[Records contained in a dataset]
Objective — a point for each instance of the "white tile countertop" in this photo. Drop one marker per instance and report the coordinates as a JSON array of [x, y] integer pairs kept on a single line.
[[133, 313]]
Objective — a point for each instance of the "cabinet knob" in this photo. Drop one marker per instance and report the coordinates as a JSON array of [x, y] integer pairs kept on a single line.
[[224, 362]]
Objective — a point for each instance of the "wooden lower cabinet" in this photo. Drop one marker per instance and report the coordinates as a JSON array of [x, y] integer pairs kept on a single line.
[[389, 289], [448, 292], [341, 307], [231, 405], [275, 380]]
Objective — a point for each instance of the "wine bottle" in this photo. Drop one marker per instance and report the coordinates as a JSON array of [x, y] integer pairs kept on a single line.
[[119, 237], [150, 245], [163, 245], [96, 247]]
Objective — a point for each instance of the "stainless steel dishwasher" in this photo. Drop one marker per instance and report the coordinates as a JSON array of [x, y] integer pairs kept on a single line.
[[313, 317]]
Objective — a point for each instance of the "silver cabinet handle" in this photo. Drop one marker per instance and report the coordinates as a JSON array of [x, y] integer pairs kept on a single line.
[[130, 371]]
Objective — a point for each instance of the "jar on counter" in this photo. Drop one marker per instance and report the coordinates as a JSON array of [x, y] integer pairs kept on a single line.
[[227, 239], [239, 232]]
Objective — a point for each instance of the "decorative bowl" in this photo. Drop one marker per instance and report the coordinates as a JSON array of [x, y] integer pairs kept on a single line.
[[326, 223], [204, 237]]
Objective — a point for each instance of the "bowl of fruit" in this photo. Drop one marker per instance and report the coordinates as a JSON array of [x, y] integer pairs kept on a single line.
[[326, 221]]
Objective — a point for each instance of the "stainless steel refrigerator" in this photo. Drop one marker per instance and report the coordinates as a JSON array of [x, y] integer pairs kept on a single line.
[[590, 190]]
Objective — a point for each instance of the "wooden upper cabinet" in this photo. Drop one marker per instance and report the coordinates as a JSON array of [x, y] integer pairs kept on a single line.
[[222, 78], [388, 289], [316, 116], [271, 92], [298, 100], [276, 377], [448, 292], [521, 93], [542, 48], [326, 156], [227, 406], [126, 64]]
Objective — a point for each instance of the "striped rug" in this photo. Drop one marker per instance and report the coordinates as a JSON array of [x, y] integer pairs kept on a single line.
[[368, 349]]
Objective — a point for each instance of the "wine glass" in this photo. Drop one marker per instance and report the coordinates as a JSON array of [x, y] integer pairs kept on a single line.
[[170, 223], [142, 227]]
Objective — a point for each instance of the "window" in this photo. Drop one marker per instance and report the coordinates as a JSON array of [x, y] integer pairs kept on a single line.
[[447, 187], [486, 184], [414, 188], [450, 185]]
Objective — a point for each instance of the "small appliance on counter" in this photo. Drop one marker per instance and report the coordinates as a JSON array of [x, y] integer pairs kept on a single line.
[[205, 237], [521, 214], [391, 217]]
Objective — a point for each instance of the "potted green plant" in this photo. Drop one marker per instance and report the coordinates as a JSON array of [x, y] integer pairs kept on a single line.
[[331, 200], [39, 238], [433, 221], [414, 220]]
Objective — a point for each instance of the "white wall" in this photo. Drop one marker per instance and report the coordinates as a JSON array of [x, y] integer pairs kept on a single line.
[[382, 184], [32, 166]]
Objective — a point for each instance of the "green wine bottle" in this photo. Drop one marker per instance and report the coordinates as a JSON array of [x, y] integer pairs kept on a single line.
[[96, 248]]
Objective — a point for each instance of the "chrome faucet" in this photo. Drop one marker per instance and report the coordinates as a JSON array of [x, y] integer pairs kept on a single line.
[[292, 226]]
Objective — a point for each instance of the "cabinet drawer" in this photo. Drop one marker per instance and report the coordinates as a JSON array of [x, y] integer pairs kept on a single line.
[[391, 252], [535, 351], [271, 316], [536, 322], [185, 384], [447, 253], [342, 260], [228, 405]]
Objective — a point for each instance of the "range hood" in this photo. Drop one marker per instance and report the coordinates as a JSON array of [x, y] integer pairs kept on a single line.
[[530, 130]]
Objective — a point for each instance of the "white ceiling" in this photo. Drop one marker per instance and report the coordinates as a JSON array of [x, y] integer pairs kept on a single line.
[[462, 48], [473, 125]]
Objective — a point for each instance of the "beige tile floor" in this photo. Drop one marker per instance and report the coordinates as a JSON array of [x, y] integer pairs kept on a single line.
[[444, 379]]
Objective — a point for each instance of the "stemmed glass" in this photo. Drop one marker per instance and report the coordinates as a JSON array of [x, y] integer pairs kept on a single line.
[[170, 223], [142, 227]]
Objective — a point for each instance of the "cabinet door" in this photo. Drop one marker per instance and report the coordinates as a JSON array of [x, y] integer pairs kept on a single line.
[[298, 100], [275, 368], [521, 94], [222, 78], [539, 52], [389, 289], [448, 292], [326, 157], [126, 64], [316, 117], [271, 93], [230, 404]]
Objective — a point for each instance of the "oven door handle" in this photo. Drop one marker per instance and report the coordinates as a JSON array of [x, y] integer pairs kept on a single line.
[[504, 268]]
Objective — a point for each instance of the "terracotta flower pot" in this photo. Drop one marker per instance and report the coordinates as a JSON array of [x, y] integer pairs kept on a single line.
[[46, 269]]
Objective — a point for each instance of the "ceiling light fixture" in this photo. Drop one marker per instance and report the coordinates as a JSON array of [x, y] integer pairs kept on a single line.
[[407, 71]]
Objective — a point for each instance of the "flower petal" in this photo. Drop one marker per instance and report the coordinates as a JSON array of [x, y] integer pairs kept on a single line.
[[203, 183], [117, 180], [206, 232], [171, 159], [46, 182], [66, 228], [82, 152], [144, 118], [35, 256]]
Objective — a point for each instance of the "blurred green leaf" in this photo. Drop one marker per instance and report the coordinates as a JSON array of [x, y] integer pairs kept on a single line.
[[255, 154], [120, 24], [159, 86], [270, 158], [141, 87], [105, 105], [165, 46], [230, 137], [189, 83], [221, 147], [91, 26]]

TASK ITEM:
Print out all the entries precisely as written.

EXERCISE RESULT:
Objective — a point for each instance of the "white tile countertop" in this photo. Drop one marker per instance and report the coordinates as a JSON array of [x, y] integer pairs kept on a single line.
[[133, 313]]
Objective — a point for each instance of the "cabinet knob" in this photo. Drop one marker per instance and report the coordinates as a JSON array of [x, y] integer pairs kept on a single line.
[[224, 362]]
Objective — a point for each instance of the "wooden lower cabinet" in this photo. Drop one marker per instance and report the coordinates as a JSON array of [x, y] integer pairs kept on a single line.
[[389, 289], [448, 292], [341, 307], [231, 405], [275, 380]]
Objective — a point for each instance of the "wine bottle" in this photo. Drop one marker per instance and report the coordinates as a JSON array of [x, y] integer pairs kept on a single line.
[[119, 237], [150, 245], [163, 245], [96, 247]]
Objective — a point for each instance of the "stainless steel dishwasher" in this photo. Drop one marker per instance and report the coordinates as a JSON array of [x, y] integer pairs kept on a single line.
[[313, 317]]
Objective — a point for each instance of the "silver cabinet handle" in this photo. Drop one marker per instance and report the coordinates as a JSON array of [x, y] integer pairs kept on a single line.
[[130, 371]]
Objective — a point for each instance of the "jar on counter" in this photo. Drop one marker per instance and report the coordinates as a JSON array of [x, y] integer pairs kept on a single line.
[[227, 239], [239, 232]]
Objective — a point for each instance of the "decorative bowl" in this photo. Drop one marker per instance and report the coordinates as a JSON array of [x, y] integer pairs kept on a single line.
[[326, 223], [204, 237]]
Objective — a point for each instance of the "bowl of fruit" in this photo. Drop one marker per instance and report the coordinates as a JSON array of [x, y] integer pairs kept on a single line.
[[326, 221]]
Objective — a point for each instance of the "stainless steel refrigerator" in this photo. Drop one marker per instance and report the coordinates as a JSON array of [x, y] integer pairs kept on a single line.
[[590, 190]]
Objective — a point for each instance of the "wooden upper cabinet" in this photo. Drop one marker per instance and report the coordinates as a JSON array of [x, y] integer pairs kept on a single line.
[[222, 78], [388, 289], [316, 116], [271, 92], [298, 100], [276, 377], [448, 292], [521, 93], [542, 48], [326, 156], [227, 406], [126, 64]]
Objective — a point for each instance of the "striped rug" in this photo. Drop one marker per instance and report the coordinates as a JSON array of [x, y] integer pairs kept on a single line.
[[368, 349]]
Objective — a point for each instance of the "wine glass" in this photo. Drop one marker per instance and report the coordinates as a JSON array of [x, y] integer pairs kept on a single line.
[[170, 223], [142, 227]]
Objective — a point for each instance of the "window" in this photo. Drop one marker per instance and report the coordinates as a JSON array of [x, y] integer pairs kept on a single line.
[[447, 187], [486, 184], [414, 188], [450, 185]]
Objective — a point for each instance of the "small appliance on counter" in this photo. Drop one marker per instance and report the coordinates as a JSON array of [x, y] integer pairs kept on a single line.
[[205, 237], [521, 214], [391, 217]]
Objective — a point for each instance of the "potted green plant" in this photo. Drop one marker per instance and report the coordinates as a JSON array of [x, y] integer pairs kept on a single line.
[[331, 200], [39, 238], [433, 221], [414, 220]]
Objective — a point for each instance of the "white wall" in this photo. Drop one marker per instance and report the coordinates as a JSON array of [x, y] integer pairs kept on a single line.
[[382, 184], [32, 166]]
Objective — a point for each instance of the "green wine bottle" in this photo. Drop one marker per instance and report the coordinates as a JSON array of [x, y] integer pairs kept on a single line.
[[96, 248]]
Objective — a point for each instance of the "chrome faucet" in this photo. Drop one marker per instance and report the coordinates as a JSON array of [x, y] integer pairs kept on a single line.
[[292, 226]]
Objective — a point for each instance of the "cabinet drawer" in this photo. Drop one marker per instance and report the coordinates as a JSON array of [x, y] integer pairs kept on a single line.
[[391, 252], [535, 351], [271, 316], [536, 322], [185, 384], [447, 253], [342, 260], [228, 405]]
Objective — a point for each instance of the "range hood" in this photo. Drop one marker per instance and report the coordinates as a JSON array of [x, y] integer pairs kept on a single line.
[[530, 130]]
Objective — a point for each instance of the "white ceiling" in this photo. Drop one marker per instance and report the coordinates as a JSON array of [x, y] integer pairs kept on a single line.
[[462, 48], [473, 125]]
Objective — a point for each instance of the "beige tile floor" in this photo. Drop one marker per instance and report the coordinates as a JSON array of [x, y] integer pairs kept on a single line.
[[444, 379]]
Objective — a point for each instance of the "stemmed glass" in this photo. Drop one marker per instance and report the coordinates as a JSON array of [x, y] integer pairs kept on a single line.
[[170, 223], [142, 227]]
Objective — a point for each instance of the "cabinet door" in this photo. Drop one marker per instance and report the coordinates as a JSON array of [x, y] integer pairs kept on a single line.
[[298, 100], [275, 368], [521, 94], [222, 78], [539, 52], [389, 289], [448, 292], [326, 157], [126, 64], [316, 117], [271, 93], [230, 404]]
Objective — a point for each instance of the "oven door handle" in this photo. Drop one marker per instance and report the coordinates as a JSON array of [x, y] integer pairs kept on a single line.
[[504, 268]]
Objective — a point for each instance of the "terracotta flower pot" in this photo. Drop one marker per instance and report the coordinates as a JSON array of [x, y] integer pairs kept on a single line.
[[46, 269]]
Objective — a point for each instance of the "ceiling light fixture" in this photo. Drop one marker per instance and report the coordinates as a JSON array of [x, y] integer pairs kept on a single line.
[[407, 71]]
Objective — a point for each instance of the "flower petal" in this photo. Drop one marker per instance and report the coordinates as a JSON array of [x, y] integer pairs kept on a single line.
[[203, 183], [117, 180], [206, 232], [171, 159], [46, 182], [66, 228], [82, 152], [144, 118], [35, 256]]
Objective — a point for each instance of the "blurred green leaf" in this photo. Drop one marker per instance and report the coordinates as a JSON array of [x, y] integer pairs kept on a single line.
[[255, 154], [120, 24], [159, 86], [270, 158], [141, 87], [105, 105], [165, 46], [230, 137], [189, 83], [221, 147], [91, 26]]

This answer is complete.